>> START Records for the task

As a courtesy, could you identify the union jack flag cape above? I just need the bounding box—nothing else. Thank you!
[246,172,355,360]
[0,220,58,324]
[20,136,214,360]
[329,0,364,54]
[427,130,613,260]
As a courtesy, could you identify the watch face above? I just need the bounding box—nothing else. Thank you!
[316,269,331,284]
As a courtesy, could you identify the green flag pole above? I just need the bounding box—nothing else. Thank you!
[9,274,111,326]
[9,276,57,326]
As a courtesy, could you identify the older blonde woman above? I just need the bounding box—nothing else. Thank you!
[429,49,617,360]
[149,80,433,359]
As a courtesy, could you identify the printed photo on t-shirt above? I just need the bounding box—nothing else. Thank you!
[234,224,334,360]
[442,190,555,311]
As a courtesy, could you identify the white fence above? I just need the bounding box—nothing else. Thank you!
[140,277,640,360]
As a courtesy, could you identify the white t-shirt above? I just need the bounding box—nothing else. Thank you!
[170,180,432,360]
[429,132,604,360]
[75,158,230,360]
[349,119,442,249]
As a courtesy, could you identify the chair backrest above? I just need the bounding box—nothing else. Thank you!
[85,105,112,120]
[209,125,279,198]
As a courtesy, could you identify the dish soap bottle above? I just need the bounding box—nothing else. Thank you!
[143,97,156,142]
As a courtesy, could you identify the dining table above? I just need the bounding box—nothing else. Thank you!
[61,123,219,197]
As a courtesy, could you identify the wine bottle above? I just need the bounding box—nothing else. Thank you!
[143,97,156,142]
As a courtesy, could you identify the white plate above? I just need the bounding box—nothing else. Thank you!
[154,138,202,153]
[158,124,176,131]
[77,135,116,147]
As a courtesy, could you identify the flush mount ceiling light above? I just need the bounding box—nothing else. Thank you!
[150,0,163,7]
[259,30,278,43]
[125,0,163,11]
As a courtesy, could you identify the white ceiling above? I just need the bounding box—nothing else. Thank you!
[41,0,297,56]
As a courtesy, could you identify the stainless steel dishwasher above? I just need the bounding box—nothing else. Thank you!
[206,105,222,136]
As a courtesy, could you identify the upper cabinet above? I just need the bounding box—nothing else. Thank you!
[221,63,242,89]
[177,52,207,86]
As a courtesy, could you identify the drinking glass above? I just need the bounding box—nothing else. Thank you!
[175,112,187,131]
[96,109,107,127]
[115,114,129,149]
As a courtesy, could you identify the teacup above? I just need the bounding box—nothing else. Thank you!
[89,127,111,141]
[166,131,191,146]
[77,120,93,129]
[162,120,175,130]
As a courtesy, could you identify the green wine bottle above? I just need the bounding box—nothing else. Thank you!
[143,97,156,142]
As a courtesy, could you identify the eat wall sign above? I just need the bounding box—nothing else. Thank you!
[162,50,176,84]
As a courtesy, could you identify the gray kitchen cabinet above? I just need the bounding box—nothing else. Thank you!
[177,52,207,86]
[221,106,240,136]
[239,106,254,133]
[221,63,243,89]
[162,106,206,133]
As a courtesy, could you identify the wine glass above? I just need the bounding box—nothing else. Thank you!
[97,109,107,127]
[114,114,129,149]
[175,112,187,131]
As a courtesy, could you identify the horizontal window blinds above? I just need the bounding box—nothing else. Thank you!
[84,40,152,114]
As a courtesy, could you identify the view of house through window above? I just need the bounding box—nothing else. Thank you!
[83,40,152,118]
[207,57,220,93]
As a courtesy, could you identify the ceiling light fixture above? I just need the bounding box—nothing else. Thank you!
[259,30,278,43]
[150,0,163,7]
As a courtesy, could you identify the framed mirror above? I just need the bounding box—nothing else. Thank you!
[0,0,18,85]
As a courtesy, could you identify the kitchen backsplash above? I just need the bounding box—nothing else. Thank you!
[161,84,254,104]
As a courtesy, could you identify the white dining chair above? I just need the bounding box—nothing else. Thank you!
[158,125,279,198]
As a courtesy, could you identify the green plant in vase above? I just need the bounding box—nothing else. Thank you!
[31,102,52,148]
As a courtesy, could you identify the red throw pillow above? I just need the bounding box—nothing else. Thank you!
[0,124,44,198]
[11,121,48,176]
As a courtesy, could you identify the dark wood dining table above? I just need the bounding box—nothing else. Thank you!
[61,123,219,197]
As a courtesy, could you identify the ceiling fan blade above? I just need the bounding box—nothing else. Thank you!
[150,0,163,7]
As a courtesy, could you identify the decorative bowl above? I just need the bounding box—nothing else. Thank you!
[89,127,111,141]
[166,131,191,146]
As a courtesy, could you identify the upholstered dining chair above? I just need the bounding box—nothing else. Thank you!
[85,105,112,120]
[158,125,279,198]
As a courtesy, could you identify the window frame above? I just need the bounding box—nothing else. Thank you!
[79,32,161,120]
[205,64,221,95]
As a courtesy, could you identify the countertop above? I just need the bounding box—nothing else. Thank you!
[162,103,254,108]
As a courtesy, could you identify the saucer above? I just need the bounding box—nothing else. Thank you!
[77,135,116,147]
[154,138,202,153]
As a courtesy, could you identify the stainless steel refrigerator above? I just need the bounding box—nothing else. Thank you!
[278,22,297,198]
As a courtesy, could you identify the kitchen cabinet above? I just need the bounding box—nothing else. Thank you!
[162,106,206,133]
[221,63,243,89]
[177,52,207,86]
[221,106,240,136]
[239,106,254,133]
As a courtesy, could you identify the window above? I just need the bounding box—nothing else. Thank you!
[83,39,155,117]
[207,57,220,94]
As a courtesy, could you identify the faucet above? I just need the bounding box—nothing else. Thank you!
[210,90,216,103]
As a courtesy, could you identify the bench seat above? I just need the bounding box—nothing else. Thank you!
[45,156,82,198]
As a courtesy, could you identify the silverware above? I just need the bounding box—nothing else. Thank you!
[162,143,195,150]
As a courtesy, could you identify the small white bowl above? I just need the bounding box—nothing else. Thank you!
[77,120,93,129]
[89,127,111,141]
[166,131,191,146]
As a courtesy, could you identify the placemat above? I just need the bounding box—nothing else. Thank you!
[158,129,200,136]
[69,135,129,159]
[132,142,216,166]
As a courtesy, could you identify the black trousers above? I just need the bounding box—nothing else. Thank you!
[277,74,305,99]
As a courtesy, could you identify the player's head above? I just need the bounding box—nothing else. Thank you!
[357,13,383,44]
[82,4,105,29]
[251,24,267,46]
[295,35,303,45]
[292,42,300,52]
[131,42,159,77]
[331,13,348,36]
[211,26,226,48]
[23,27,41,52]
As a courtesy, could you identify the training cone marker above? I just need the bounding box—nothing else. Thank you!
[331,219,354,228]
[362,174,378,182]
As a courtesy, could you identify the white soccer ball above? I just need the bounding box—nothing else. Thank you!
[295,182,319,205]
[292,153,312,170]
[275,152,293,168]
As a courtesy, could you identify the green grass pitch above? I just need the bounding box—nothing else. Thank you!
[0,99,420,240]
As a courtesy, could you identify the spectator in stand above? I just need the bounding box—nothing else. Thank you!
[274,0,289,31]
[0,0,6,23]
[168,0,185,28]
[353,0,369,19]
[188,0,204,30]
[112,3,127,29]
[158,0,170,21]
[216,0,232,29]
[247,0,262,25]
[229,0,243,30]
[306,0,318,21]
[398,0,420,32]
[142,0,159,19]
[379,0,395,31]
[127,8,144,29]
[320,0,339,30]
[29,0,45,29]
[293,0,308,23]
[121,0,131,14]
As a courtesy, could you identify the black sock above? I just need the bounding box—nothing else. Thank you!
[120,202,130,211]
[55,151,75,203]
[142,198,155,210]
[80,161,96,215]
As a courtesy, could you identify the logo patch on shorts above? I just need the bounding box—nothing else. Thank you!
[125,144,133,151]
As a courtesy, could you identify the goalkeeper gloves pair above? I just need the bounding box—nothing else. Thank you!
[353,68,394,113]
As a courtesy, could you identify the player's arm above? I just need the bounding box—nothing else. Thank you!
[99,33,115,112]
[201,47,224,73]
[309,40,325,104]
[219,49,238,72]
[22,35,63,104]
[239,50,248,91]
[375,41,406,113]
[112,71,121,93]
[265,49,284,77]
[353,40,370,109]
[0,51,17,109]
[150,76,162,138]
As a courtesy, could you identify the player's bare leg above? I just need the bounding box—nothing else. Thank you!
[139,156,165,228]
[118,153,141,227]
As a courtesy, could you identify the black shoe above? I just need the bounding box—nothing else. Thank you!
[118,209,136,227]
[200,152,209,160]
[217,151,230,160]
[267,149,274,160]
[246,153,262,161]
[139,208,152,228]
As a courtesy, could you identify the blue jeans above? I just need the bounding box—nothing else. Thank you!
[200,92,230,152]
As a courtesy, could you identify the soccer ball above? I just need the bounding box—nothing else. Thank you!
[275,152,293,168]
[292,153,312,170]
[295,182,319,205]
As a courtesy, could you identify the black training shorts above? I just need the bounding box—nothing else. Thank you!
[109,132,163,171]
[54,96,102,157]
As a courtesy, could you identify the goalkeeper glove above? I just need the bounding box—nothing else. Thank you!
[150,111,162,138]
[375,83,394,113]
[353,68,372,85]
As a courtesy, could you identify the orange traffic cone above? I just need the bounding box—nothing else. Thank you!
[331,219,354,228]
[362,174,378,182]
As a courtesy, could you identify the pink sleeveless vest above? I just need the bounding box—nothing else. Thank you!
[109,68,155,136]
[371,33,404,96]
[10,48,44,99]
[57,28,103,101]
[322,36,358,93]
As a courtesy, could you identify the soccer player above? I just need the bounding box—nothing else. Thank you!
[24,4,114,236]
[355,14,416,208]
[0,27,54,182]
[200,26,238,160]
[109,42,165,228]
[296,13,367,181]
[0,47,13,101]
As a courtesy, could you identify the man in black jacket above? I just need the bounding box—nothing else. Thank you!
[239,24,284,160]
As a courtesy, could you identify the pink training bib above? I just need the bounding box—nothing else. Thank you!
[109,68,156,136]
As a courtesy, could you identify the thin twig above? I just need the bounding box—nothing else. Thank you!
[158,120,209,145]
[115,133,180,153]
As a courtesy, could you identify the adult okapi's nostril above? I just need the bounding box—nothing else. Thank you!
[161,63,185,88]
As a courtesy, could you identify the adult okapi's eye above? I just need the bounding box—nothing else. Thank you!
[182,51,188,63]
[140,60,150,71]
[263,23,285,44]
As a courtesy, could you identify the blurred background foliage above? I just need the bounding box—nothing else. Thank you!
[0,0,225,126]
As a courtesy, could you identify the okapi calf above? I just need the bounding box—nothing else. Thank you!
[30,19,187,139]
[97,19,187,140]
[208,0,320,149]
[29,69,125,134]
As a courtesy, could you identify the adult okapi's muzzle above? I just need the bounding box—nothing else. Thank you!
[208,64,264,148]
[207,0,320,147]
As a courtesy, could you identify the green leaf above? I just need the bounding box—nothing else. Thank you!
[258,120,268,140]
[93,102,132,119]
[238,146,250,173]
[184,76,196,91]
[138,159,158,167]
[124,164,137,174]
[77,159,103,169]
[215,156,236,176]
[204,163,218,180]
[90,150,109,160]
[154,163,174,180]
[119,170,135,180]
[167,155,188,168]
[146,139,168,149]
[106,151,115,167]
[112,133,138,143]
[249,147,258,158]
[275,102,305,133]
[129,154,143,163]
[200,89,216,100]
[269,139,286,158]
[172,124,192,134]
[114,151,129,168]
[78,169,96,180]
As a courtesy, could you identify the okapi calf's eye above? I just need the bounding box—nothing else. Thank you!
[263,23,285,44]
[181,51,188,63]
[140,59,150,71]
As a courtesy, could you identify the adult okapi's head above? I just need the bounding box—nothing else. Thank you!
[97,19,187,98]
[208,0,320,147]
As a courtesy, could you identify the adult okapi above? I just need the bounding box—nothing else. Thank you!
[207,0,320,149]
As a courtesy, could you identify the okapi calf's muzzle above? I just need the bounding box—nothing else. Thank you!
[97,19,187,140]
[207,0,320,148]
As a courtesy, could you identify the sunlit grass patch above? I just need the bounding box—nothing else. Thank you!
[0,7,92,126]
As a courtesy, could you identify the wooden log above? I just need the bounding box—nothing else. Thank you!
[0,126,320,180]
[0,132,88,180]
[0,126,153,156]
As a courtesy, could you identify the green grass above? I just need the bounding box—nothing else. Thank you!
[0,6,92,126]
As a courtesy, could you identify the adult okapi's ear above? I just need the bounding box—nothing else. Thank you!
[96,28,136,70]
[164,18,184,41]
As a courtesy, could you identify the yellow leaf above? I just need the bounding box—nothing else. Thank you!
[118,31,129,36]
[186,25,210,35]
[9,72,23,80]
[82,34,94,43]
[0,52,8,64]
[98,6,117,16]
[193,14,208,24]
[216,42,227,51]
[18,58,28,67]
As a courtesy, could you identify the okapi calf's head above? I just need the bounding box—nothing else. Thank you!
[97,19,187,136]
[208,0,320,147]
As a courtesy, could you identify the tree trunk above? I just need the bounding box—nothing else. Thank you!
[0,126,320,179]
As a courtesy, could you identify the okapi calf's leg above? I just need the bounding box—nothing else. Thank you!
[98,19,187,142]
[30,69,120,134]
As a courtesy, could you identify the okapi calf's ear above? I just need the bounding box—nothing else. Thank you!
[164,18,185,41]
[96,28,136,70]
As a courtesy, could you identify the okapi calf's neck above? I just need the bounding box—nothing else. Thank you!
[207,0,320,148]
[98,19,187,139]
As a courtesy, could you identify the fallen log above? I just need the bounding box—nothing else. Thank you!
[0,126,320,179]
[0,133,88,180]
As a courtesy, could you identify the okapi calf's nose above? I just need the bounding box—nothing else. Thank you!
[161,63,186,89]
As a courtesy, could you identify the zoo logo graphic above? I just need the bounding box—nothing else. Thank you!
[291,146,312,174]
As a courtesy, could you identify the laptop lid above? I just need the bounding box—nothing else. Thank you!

>> END Records for the task

Reproduce the material above word for word, from its first line through the line containing "[140,277,640,360]", including both ends.

As a courtesy, could you identify the union jack flag cape above? I just need the bounding box—nothing else. Thank you!
[246,172,355,360]
[0,220,58,324]
[20,136,214,360]
[329,0,364,54]
[427,130,613,260]
As a courtesy, could you identify the watch face above? I just need the bounding box—nothing else. Thank you!
[316,269,331,284]
As a courtesy, could you identify the green flag pole above? I just need the bounding box—nothing else. Thank you!
[9,274,111,326]
[9,276,57,326]
As a courtesy, could you identify the older blonde woman above? I just need the bounding box—nothing else. Thank you!
[429,49,617,360]
[149,80,433,359]
As a courtesy, could you identify the printed photo on t-shirt above? I just need the bounding box—nothing else. Thank you!
[234,224,334,360]
[442,190,555,311]
As a courtesy, could you identify the white fence above? I just need the bounding box—nothing else. Thank you!
[140,277,640,360]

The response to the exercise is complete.